| What is required |
Please update the passage of the potty training text that opens with the words containing "Often when I" and closes with "underlying this goal?", changing "goal" to "aim" throughout.

| Selection |
• • • •

Most parents these days learn about potty training from a Google search, friends and family, or maybe even a FB support group.

Many websites tell you the same sound bites over and over again, so they must be right! Or are they...?

Many of the ingrained notions about potty training are actually counter productive to the potty learning process: rewarding with M&Ms™ or stickers, setting a timer to offer the potty at set intervals, waiting for readiness. But I digress, this opinion piece is about the goal of potty training.

Before Starting Potty Training It's Important to Have: (1) A Plan & (2) An End Goal

If you rush into potty training without a clear plan and a well defined end goal, it isn't likely to be very successful. Our children look to us for guidance. If we aren't confident and consistent, our child isn't likely to be confident in completing this new task of using the potty. If you still don't have a plan of how you will approach potty training, take a look at the books we've included on our list of Potty Training Supplies. Or read how our family approached the transition from EC to potty independence.

Just to be clear, this post is not a how-to article on potty training. I wrote this post thinking of parents who are currently following Oh Crap, Potty Training! by Jamie Glowacki or The Tiny Potty Training Book by Andrea Olson, but are still struggling. Those two books present step-by-step plans for potty training. But it's also important to have an end goal in mind.

A couple of important pieces are missing from most potty training books. One is to start by defining your goal for potty training before beginning the potty training experience. Another missing piece is preparing the bathroom in a way that promotes independence.

What is the Goal of Potty Training?

Often when I hear from parents who are struggling with potty training it seems their goal is:

My child tells me every time he needs to pee or poop.

But why? Why is that the goal? First of all, it's the goal because Google and your best friend told you so. But what is really underlying this goal?

• • • •

[Object location annotation data]
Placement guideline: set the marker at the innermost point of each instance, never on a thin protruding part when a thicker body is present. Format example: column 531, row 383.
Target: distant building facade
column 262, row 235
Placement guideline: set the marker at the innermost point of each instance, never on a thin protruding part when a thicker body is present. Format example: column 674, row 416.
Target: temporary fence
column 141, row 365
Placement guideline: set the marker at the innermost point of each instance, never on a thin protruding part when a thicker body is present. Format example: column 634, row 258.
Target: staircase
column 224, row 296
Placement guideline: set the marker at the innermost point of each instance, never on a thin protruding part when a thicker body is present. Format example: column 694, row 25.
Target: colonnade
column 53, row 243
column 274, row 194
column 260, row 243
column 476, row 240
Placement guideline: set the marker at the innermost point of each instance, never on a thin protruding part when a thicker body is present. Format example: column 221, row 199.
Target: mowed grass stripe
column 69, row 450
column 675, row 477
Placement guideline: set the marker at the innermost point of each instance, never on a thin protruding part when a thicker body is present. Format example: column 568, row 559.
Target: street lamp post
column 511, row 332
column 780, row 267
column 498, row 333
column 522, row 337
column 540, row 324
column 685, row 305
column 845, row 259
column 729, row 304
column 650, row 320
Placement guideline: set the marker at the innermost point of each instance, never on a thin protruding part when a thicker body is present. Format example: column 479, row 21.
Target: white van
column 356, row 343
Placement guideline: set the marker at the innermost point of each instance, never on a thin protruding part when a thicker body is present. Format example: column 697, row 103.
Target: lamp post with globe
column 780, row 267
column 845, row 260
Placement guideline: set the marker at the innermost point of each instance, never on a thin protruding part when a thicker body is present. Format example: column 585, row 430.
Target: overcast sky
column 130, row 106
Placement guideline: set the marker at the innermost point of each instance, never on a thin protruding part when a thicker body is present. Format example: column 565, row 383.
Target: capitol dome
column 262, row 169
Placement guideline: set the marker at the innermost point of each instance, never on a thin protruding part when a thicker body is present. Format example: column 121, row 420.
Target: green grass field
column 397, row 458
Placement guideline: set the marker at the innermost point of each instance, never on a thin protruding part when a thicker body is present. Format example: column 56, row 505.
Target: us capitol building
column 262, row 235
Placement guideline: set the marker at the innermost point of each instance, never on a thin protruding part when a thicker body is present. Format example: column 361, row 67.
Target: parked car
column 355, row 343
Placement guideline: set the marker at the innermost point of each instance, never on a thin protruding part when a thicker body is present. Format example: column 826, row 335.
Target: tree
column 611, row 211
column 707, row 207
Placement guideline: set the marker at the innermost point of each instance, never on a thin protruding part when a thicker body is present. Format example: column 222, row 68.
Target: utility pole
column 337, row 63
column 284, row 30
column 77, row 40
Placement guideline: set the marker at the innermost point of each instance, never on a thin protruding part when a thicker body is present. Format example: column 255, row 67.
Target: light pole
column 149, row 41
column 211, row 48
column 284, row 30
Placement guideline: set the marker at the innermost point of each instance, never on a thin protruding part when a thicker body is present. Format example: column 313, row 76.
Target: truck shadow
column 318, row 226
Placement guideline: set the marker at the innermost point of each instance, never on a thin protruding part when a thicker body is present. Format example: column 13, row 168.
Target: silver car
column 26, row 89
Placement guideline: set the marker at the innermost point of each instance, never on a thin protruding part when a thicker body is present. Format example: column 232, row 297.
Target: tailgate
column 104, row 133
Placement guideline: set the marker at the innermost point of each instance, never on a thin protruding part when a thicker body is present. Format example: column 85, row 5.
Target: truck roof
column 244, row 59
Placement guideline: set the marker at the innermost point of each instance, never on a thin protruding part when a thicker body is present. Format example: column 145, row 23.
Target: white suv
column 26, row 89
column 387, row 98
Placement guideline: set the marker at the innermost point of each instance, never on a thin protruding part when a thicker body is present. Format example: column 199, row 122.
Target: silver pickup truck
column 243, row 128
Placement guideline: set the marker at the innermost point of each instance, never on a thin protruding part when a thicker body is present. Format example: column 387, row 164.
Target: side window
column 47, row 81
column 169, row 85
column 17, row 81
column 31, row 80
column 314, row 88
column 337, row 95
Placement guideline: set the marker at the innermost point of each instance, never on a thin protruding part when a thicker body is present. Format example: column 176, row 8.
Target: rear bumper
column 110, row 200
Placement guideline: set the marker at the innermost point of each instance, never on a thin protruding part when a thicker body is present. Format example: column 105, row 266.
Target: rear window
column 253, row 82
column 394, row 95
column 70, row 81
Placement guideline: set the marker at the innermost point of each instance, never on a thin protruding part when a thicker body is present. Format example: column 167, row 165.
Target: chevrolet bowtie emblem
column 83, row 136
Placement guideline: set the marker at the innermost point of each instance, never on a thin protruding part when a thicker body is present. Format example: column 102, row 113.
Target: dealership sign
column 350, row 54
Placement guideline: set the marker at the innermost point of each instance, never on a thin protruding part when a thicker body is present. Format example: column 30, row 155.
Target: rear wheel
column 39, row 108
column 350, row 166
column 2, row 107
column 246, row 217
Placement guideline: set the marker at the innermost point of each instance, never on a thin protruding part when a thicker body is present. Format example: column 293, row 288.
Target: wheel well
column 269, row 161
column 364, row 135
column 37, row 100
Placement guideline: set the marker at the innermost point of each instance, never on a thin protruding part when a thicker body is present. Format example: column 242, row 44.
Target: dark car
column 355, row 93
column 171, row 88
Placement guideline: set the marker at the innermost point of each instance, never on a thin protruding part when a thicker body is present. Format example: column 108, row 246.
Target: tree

• • • •

| Output below |
Often when I hear from parents who are struggling with potty training it seems their aim is:

My child tells me every time he needs to pee or poop.

But why? Why is that the aim? First of all, it's the aim because Google and your best friend told you so. But what is really underlying this aim?